- [WHAT YOU ARE ASKED TO DO]:
Retype every line of the data, keeping each word exactly.

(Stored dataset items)

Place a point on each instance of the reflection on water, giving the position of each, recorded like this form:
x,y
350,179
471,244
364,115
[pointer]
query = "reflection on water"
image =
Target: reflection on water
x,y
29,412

- [OUTPUT OF THE TASK]:
Place a point on each instance of the reflection on water, giving the position of each, recorded like this form:
x,y
350,179
471,244
364,115
[pointer]
query = "reflection on water"
image =
Target: reflection on water
x,y
29,412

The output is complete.